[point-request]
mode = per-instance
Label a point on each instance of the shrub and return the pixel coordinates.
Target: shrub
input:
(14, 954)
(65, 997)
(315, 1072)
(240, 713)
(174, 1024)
◆ ◆ ◆ ◆
◆ **What is required**
Repeat all the lines above verbatim.

◆ **Result**
[point-request]
mode = per-instance
Label a point on each instance of the shrub and return the pixel coordinates.
Target: shrub
input:
(14, 954)
(65, 997)
(315, 1072)
(240, 713)
(174, 1024)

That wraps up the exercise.